> **ACTION ITEM**
Search the listing for the word "give" and return each line that contains it.

> **MATERIAL FOR THIS TASK**
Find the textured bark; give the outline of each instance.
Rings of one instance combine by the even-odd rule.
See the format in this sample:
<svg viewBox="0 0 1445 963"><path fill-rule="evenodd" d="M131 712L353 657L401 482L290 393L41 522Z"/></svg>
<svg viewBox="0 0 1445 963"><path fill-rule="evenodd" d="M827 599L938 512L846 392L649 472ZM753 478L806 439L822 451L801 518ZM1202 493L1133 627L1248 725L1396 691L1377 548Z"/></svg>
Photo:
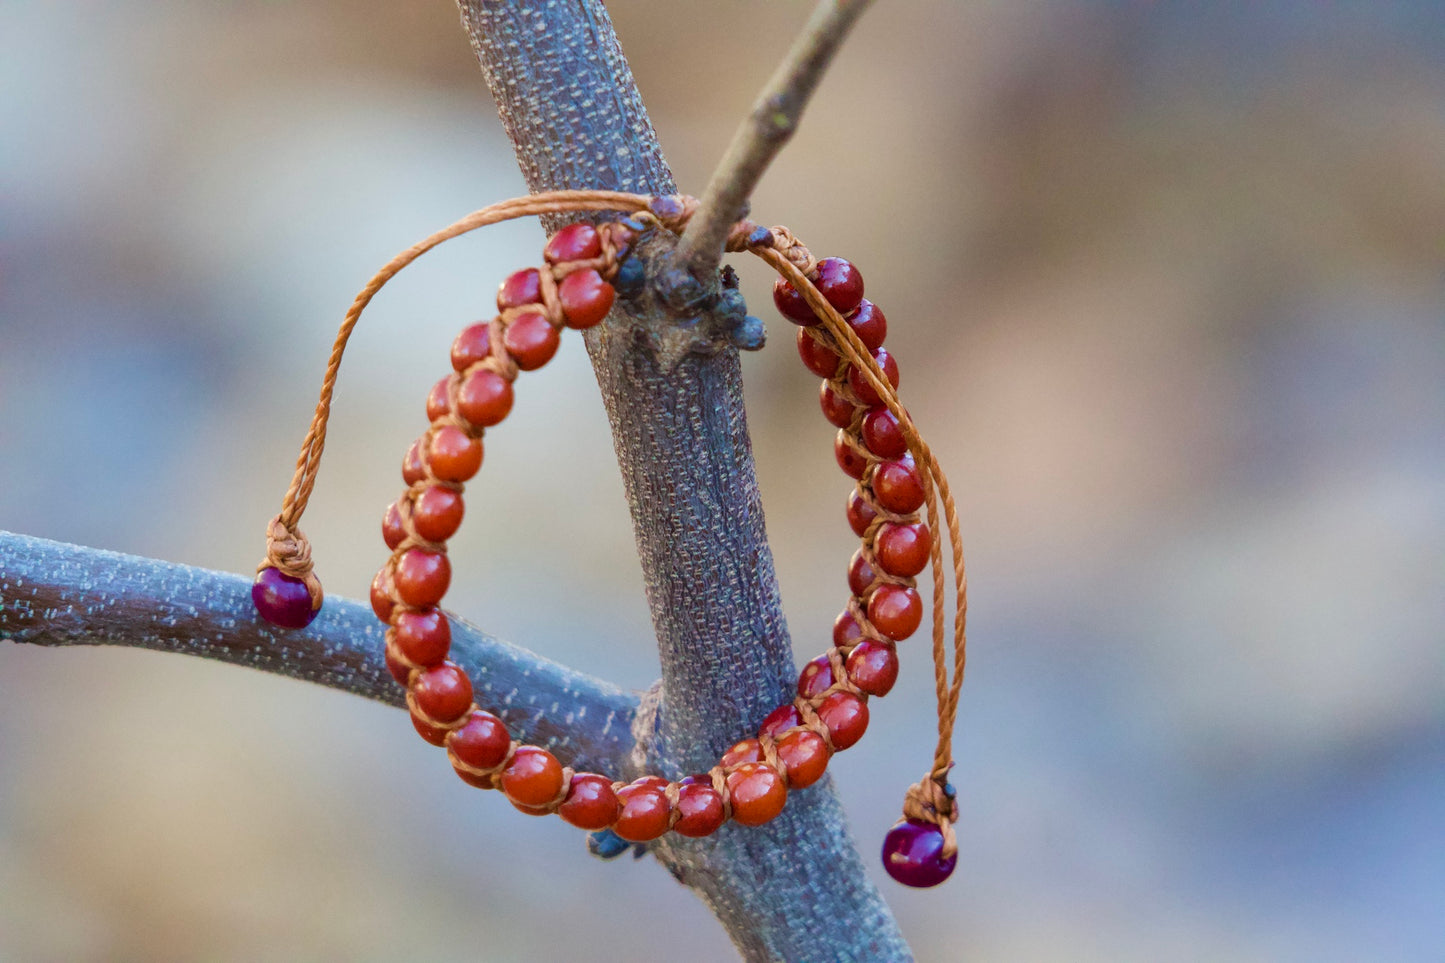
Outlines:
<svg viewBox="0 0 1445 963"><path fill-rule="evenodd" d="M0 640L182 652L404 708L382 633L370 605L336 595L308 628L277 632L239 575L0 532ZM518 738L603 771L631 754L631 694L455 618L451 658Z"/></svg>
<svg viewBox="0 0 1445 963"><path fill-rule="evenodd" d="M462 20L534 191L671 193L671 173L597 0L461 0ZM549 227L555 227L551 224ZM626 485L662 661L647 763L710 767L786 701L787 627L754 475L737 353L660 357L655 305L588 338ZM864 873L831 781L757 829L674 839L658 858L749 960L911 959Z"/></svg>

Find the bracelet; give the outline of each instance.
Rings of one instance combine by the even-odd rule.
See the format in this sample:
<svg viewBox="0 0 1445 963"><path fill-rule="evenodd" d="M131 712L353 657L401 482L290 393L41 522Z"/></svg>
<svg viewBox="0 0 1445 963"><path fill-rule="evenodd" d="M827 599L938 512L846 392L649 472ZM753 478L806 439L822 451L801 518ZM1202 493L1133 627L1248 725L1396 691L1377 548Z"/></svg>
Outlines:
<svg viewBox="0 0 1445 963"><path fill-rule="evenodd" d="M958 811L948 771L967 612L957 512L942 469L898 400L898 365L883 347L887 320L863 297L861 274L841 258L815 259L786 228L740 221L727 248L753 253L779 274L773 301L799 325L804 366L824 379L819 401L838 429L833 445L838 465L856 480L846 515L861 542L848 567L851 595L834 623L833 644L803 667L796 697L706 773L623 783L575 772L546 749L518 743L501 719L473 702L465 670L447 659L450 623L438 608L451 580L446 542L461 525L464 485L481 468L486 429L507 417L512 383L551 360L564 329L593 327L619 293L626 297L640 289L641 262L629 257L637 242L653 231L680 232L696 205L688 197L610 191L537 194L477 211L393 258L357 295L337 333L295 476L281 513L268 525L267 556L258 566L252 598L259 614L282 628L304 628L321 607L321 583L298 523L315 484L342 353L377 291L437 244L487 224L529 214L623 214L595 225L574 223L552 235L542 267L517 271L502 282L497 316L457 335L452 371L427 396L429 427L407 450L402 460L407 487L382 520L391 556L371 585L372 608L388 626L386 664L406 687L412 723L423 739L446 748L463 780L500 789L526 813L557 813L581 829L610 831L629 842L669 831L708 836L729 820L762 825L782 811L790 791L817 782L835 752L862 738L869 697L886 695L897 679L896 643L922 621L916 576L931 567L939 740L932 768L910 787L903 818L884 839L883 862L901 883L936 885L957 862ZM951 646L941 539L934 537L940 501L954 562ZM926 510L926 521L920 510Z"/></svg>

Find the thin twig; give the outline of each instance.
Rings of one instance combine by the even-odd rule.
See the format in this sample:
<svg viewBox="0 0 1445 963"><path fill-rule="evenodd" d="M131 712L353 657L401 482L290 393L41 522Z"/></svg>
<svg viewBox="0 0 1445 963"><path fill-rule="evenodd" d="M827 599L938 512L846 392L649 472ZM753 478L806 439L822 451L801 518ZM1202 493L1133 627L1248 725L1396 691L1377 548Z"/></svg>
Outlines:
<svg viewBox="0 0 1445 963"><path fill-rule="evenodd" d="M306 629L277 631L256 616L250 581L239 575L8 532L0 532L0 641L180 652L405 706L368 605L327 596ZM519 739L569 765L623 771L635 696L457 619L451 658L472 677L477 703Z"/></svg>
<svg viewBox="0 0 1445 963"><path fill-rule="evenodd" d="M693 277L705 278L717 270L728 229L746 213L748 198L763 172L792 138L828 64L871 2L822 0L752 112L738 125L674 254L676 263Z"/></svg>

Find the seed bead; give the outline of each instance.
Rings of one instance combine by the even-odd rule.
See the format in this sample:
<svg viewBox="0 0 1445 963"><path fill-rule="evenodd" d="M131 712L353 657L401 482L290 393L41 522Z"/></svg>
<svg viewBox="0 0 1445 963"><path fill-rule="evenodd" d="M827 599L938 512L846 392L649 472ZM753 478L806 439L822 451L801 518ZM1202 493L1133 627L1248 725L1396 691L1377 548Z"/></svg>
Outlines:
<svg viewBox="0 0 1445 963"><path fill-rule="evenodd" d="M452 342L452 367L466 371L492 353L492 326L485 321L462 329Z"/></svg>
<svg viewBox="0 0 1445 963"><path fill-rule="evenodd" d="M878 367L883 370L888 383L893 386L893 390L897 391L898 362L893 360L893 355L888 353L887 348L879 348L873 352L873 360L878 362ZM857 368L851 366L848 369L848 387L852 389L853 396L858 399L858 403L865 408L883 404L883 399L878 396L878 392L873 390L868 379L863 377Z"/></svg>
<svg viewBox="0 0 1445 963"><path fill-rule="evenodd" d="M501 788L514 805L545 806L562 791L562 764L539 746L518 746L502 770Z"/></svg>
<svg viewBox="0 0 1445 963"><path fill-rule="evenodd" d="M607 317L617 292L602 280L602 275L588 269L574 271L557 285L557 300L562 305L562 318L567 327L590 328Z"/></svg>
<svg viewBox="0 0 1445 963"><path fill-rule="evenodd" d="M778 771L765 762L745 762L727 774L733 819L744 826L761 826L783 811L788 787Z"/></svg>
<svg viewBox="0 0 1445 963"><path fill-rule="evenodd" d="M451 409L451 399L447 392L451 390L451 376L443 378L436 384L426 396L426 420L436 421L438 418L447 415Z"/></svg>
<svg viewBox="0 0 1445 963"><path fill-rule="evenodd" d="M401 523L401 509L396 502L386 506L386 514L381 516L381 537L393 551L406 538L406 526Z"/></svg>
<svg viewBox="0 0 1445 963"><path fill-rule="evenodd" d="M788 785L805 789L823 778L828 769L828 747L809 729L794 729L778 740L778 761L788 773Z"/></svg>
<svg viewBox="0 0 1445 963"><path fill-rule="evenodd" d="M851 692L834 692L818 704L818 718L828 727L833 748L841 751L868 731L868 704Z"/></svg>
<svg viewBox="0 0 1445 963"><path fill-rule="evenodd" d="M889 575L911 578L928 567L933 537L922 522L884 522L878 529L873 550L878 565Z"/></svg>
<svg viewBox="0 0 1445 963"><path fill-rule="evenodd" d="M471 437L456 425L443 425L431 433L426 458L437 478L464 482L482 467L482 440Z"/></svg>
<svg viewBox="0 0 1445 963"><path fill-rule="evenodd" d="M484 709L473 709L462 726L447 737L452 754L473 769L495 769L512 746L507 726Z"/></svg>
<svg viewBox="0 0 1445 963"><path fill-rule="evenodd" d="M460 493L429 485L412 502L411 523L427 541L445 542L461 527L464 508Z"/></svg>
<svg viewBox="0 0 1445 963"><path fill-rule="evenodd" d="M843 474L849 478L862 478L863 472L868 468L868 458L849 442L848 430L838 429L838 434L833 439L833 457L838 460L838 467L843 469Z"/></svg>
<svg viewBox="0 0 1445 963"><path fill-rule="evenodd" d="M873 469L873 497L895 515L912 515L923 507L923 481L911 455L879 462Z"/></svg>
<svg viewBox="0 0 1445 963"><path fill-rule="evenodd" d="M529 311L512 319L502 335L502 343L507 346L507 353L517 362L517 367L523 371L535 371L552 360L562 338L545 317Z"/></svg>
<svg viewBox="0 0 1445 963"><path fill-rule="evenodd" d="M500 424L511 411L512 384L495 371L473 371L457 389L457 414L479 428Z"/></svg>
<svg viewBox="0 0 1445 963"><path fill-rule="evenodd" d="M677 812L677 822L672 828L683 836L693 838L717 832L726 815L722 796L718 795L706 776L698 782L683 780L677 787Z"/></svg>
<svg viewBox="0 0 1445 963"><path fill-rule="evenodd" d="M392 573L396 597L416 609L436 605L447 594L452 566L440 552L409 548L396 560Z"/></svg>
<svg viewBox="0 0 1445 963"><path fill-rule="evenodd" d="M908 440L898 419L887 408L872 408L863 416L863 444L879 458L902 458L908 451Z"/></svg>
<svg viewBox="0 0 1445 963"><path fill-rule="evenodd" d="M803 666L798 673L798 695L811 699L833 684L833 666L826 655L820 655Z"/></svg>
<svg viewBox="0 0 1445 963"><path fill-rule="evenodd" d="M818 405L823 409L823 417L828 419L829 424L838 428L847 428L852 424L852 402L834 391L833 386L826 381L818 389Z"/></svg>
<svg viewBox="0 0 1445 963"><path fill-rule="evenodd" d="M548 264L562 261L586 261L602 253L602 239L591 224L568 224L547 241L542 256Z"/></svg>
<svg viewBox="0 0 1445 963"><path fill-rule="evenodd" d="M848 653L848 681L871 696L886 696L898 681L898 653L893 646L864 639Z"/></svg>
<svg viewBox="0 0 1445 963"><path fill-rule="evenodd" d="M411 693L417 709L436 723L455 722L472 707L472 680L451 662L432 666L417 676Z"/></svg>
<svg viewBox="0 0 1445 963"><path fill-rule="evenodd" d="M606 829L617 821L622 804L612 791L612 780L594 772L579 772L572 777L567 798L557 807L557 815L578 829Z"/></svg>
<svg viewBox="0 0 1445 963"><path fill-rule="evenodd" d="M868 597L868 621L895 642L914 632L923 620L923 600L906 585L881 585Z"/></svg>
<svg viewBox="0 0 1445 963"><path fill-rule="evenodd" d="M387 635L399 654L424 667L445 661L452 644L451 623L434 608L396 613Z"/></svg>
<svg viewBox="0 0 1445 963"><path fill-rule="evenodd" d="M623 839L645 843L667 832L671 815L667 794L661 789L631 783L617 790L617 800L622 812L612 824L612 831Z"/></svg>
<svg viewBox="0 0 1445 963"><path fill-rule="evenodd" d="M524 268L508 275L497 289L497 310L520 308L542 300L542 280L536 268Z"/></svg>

> **ANSWER AREA**
Find the textured bark; give the outline of each instance.
Find the bracelet; give the outline of each instance.
Find the thin twig; give the outline of each instance.
Find the seed bead; give the outline of each instance.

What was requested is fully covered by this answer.